### Written exercise
Copy out the records in full, word for word, without pictures.

-------------------------

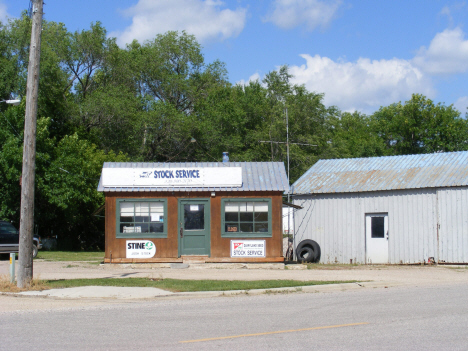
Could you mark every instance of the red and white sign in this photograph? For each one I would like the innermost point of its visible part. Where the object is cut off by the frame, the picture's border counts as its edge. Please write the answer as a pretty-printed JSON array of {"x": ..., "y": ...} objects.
[{"x": 247, "y": 248}]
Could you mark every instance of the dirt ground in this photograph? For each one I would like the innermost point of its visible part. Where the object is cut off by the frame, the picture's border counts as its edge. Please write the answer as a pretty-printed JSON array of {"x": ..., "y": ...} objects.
[{"x": 380, "y": 275}]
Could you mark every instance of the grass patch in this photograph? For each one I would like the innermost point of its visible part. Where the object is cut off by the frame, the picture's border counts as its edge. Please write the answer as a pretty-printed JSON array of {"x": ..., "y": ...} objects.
[
  {"x": 6, "y": 286},
  {"x": 178, "y": 285},
  {"x": 90, "y": 256}
]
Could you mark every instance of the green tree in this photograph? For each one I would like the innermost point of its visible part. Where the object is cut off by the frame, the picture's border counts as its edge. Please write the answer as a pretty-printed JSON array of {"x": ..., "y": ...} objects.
[
  {"x": 420, "y": 126},
  {"x": 352, "y": 135}
]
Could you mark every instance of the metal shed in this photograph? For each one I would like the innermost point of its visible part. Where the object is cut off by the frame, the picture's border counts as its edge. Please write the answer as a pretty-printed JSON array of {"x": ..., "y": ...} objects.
[
  {"x": 396, "y": 209},
  {"x": 204, "y": 212}
]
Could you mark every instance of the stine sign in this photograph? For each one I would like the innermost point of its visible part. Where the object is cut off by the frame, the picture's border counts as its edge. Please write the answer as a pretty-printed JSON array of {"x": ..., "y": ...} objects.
[
  {"x": 247, "y": 248},
  {"x": 140, "y": 249},
  {"x": 172, "y": 177}
]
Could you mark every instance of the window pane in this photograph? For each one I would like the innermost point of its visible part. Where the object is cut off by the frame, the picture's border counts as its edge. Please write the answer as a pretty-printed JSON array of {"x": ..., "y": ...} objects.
[
  {"x": 231, "y": 216},
  {"x": 261, "y": 216},
  {"x": 126, "y": 209},
  {"x": 378, "y": 230},
  {"x": 142, "y": 227},
  {"x": 261, "y": 227},
  {"x": 231, "y": 207},
  {"x": 141, "y": 209},
  {"x": 246, "y": 206},
  {"x": 135, "y": 217},
  {"x": 156, "y": 227},
  {"x": 127, "y": 228},
  {"x": 194, "y": 217},
  {"x": 231, "y": 211},
  {"x": 246, "y": 227},
  {"x": 126, "y": 219},
  {"x": 156, "y": 207},
  {"x": 246, "y": 216},
  {"x": 231, "y": 227},
  {"x": 261, "y": 207}
]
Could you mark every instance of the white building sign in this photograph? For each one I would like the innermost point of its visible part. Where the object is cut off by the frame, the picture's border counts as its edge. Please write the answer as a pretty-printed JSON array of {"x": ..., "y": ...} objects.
[
  {"x": 140, "y": 249},
  {"x": 247, "y": 248},
  {"x": 173, "y": 177}
]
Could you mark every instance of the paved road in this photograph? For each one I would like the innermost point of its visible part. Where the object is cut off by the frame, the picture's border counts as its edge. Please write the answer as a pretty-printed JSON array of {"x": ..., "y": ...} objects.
[{"x": 395, "y": 318}]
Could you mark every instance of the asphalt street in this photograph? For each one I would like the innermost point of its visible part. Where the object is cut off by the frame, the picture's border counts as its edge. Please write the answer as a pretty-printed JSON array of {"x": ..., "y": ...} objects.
[{"x": 404, "y": 317}]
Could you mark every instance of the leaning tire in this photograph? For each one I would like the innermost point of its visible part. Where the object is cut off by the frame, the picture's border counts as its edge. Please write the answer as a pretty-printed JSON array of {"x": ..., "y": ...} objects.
[
  {"x": 313, "y": 246},
  {"x": 305, "y": 254}
]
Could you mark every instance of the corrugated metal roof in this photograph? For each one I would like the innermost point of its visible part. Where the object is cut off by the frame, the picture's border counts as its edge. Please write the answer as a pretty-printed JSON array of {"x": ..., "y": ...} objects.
[
  {"x": 256, "y": 176},
  {"x": 385, "y": 173}
]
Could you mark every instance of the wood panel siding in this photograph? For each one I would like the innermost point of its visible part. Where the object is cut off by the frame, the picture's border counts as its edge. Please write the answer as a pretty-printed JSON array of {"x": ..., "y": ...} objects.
[{"x": 167, "y": 248}]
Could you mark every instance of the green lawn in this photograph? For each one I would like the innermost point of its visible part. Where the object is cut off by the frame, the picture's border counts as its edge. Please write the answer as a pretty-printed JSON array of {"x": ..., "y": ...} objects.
[
  {"x": 177, "y": 285},
  {"x": 71, "y": 256}
]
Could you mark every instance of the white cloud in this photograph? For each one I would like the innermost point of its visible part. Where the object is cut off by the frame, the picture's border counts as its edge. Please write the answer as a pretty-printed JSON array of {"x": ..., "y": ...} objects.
[
  {"x": 254, "y": 77},
  {"x": 312, "y": 13},
  {"x": 363, "y": 85},
  {"x": 3, "y": 13},
  {"x": 203, "y": 18},
  {"x": 461, "y": 105},
  {"x": 447, "y": 53}
]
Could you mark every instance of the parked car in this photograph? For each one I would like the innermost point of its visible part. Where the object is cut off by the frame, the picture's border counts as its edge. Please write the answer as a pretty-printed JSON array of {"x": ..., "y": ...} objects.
[{"x": 9, "y": 239}]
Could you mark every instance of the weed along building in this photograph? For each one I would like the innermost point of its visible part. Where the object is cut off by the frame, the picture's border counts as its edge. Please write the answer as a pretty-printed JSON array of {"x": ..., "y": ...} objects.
[
  {"x": 398, "y": 209},
  {"x": 204, "y": 212}
]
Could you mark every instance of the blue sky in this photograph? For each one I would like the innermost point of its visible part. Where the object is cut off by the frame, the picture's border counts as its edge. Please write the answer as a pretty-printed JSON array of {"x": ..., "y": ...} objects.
[{"x": 362, "y": 54}]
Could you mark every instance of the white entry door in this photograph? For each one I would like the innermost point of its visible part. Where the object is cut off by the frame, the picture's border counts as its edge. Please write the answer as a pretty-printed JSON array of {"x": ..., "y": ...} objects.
[{"x": 377, "y": 238}]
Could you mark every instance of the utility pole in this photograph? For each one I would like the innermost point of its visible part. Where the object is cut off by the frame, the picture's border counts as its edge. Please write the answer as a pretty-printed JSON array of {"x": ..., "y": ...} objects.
[{"x": 25, "y": 259}]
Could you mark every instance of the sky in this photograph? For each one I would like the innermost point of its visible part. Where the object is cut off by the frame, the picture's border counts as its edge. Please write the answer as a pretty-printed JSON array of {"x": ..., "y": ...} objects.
[{"x": 361, "y": 54}]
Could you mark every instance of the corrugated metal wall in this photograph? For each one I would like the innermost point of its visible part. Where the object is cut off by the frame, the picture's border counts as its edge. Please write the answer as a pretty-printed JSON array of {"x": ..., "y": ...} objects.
[
  {"x": 337, "y": 223},
  {"x": 453, "y": 231}
]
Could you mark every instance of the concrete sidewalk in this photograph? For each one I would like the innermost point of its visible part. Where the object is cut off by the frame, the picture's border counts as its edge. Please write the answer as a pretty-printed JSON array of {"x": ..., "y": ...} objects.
[{"x": 371, "y": 276}]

-------------------------

### Correct output
Could you mark every instance of the red and white sign in this photograph? For each one I would like the innermost point of its visible part. Where the object is cut off by the frame, the picture's border counts as its edge. Please write the answer as a pretty-printed JSON array of {"x": ..., "y": ...} objects.
[{"x": 247, "y": 248}]
Could you mark every instance of the dirt ground in this photograph? For each one I would like the innermost point of its visible part. Where the object is cut off by the frame, the picture's border counts as its edge. Please write the answer as a pretty-printed JSON array of {"x": ..., "y": ...} objects.
[{"x": 380, "y": 275}]
Could you mark every instance of the grass patch in this photograph? For each one I would like the innermost point of its visible part. Where the object is cut off by the frame, the picture's border counts as its edge. Please write the answer as a pretty-printed JSON array of {"x": ..., "y": ...} objects.
[
  {"x": 6, "y": 286},
  {"x": 178, "y": 285},
  {"x": 90, "y": 256}
]
Could you mark every instance of the green tree in this photograph? For each one I would like the innermost point of its visible part. Where the object is cut off by the frame, the picture's border counts as its edge. Please write the answer as a pretty-printed JSON array of {"x": ..., "y": ...} objects.
[
  {"x": 420, "y": 126},
  {"x": 352, "y": 135}
]
Could you mark every instance of the metal shed in this photograph? For each one I would like the innermost point of its visible part. Where the object is cut off by the frame, the picture's border counts as its edge. Please write the answer as a pretty-printed JSON array of {"x": ..., "y": ...} objects.
[
  {"x": 396, "y": 209},
  {"x": 204, "y": 212}
]
Could you mark every instance of the stine sign in this photograph? For each one I would like the innermost point of its visible part. Where the object is cut off by the frame, the picture's border counts as its edge. Please write the answer as a pretty-printed JSON array of {"x": ..., "y": ...} objects.
[
  {"x": 247, "y": 248},
  {"x": 140, "y": 249},
  {"x": 172, "y": 177}
]
Could you mark every instance of the window pane in this photograph? For each one I would like the innermost point of its visible part. Where the object is cut off by the frame, the picture's border counts as its edge. Please write the answer as a pretty-printed JSON array of {"x": ..., "y": ...} objects.
[
  {"x": 231, "y": 216},
  {"x": 261, "y": 216},
  {"x": 126, "y": 209},
  {"x": 378, "y": 230},
  {"x": 142, "y": 227},
  {"x": 261, "y": 227},
  {"x": 231, "y": 207},
  {"x": 141, "y": 209},
  {"x": 246, "y": 206},
  {"x": 135, "y": 217},
  {"x": 156, "y": 227},
  {"x": 127, "y": 228},
  {"x": 194, "y": 217},
  {"x": 231, "y": 211},
  {"x": 246, "y": 227},
  {"x": 126, "y": 219},
  {"x": 156, "y": 207},
  {"x": 246, "y": 216},
  {"x": 231, "y": 227},
  {"x": 261, "y": 207}
]
Could you mark every instance of the white building sign in this photograph? For each one I would like the innermost point of its visible part. Where the object is cut off by the frame, the picture's border counts as its edge. Please write the answer as a pretty-printed JSON array of {"x": ..., "y": ...} objects.
[
  {"x": 140, "y": 249},
  {"x": 247, "y": 248},
  {"x": 173, "y": 177}
]
Could you mark every instance of the paved road in this photograph? For each one I would like the innermost point of its visible part. Where the object is cut off by the frame, the picture's border counts as its edge. Please write the answer as a pretty-printed JSON array of {"x": ..., "y": ...} objects.
[{"x": 395, "y": 318}]
Could you mark every instance of the asphalt street in this photograph? For each one I would like the innermost point of its visible part. Where the object is cut off by the frame, the picture's border counts as its edge. Please write the answer as a pretty-printed JSON array of {"x": ..., "y": ...} objects.
[{"x": 404, "y": 317}]
Could you mark every instance of the leaning tire in this photograph? For each one I would like the innermost point of its visible part. Where the object is cut off by the frame, the picture's border counts as its edge. Please write the answer as a pretty-printed JSON array of {"x": ..., "y": ...} objects.
[
  {"x": 313, "y": 246},
  {"x": 305, "y": 254}
]
Could you mark every instance of the corrugated metal roof in this photograph? For each one I would like the innermost point of its visible part. Where the object is cut off by the frame, the picture's border counts as its edge. Please write the answer as a pretty-printed JSON array of {"x": ..., "y": ...} objects.
[
  {"x": 256, "y": 176},
  {"x": 385, "y": 173}
]
Could you mark every instance of the wood panel siding in this photograph? For each one I would like the innermost point of its visible part. Where the object is cut off by the frame, the picture's border counts as its edge. Please write the answer as a pretty-printed JSON array of {"x": ..., "y": ...} objects.
[{"x": 167, "y": 248}]
Could you mark every instance of the green lawn in this photograph? For each one I would like the innermost point of its visible part. Where the object is cut off by the frame, the picture's border counts as its edge. Please write the answer as a pretty-printed JSON array of {"x": ..., "y": ...} objects.
[
  {"x": 177, "y": 285},
  {"x": 71, "y": 256}
]
Could you mark every instance of the white cloud in this photograph? For each one I would like the innermost point of its visible part. Where the object is cut off by the frame, the picture's border counts as its edge. Please write the answer as a pretty-printed JSON array of {"x": ..., "y": ...} objects.
[
  {"x": 254, "y": 77},
  {"x": 312, "y": 13},
  {"x": 363, "y": 85},
  {"x": 3, "y": 13},
  {"x": 203, "y": 18},
  {"x": 461, "y": 105},
  {"x": 447, "y": 53}
]
Could you mark every instance of the parked car in this photograph? For each one I would like the innermost point of its visible part. Where the object is cut off by the frame, the picture's border counts as its edge. Please write the answer as a pretty-printed JSON array of {"x": ..., "y": ...} objects.
[{"x": 9, "y": 239}]
Could you mark every instance of the weed along building in this photograph? For each one I would like the innermost point of its visible part. Where the object is cut off by the frame, the picture's border counts as its edge. Please write the answer as a pretty-printed JSON array of {"x": ..., "y": ...} objects.
[
  {"x": 398, "y": 209},
  {"x": 204, "y": 212}
]
Could you mark every instance of the blue sky in this photograph? For each one I would like the innermost point of its visible part. Where the object is cut off by the frame, the picture's border counts as its edge. Please write the answer as a pretty-printed JSON array of {"x": ..., "y": ...} objects.
[{"x": 362, "y": 54}]
Could you mark every instance of the white entry door in this photograph? For each one I would like the innermost point of its visible part. Where the object is cut off by the frame, the picture's border counts as its edge. Please write the answer as a pretty-printed JSON array of {"x": ..., "y": ...} objects.
[{"x": 377, "y": 238}]
Could you mark every instance of the utility pole in this photograph? For each one I would like the innermost point of its visible part. Where the object is cut off by the frame, the picture's border counts as its edge. Please write the answer as a pretty-printed JSON array of {"x": ..., "y": ...} objects.
[{"x": 25, "y": 259}]
Could you mark every instance of the sky in this photograph? For each one I would like the innermost point of its visible part. Where the object is cut off by the frame, the picture's border counts as its edge. Please write the answer as a pretty-printed JSON array of {"x": ..., "y": ...} objects.
[{"x": 361, "y": 54}]
Could you mark every instance of the corrugated metal wall in this photograph? For each one I would like the innermost point of its visible part. Where the object is cut off by the frame, the picture's border counts as its edge. Please write the answer as a pretty-printed JSON array of {"x": ..., "y": ...} objects.
[
  {"x": 337, "y": 223},
  {"x": 453, "y": 231}
]
Could you mark every instance of the concrete sidewalk in this photograph? For each one I would like the innermost point of its visible part. Where the object is cut off by the frame, the picture's border counts as its edge. Please write the answer as a pretty-printed JSON array of {"x": ..., "y": ...} objects.
[{"x": 371, "y": 276}]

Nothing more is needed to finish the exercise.